▸ EXERCISE DESCRIPTION
Give the data again exactly, without its images.

Point localization data
--
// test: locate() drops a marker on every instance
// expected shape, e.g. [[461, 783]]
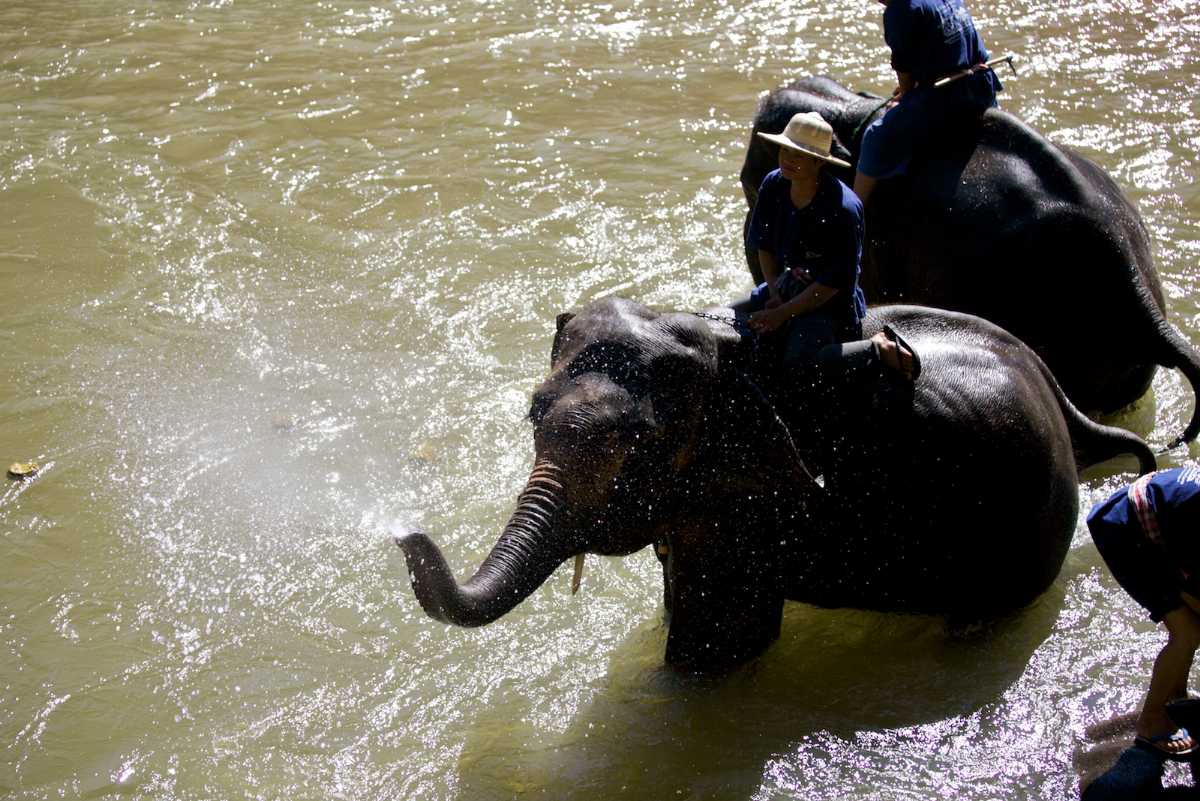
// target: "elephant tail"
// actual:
[[1179, 353], [1095, 443]]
--
▸ WRITTEN REPLY
// test: locate() drops a marker on every instance
// expected shape, e.g. [[461, 783]]
// target: "elephant tail"
// actual:
[[1179, 353], [1095, 443]]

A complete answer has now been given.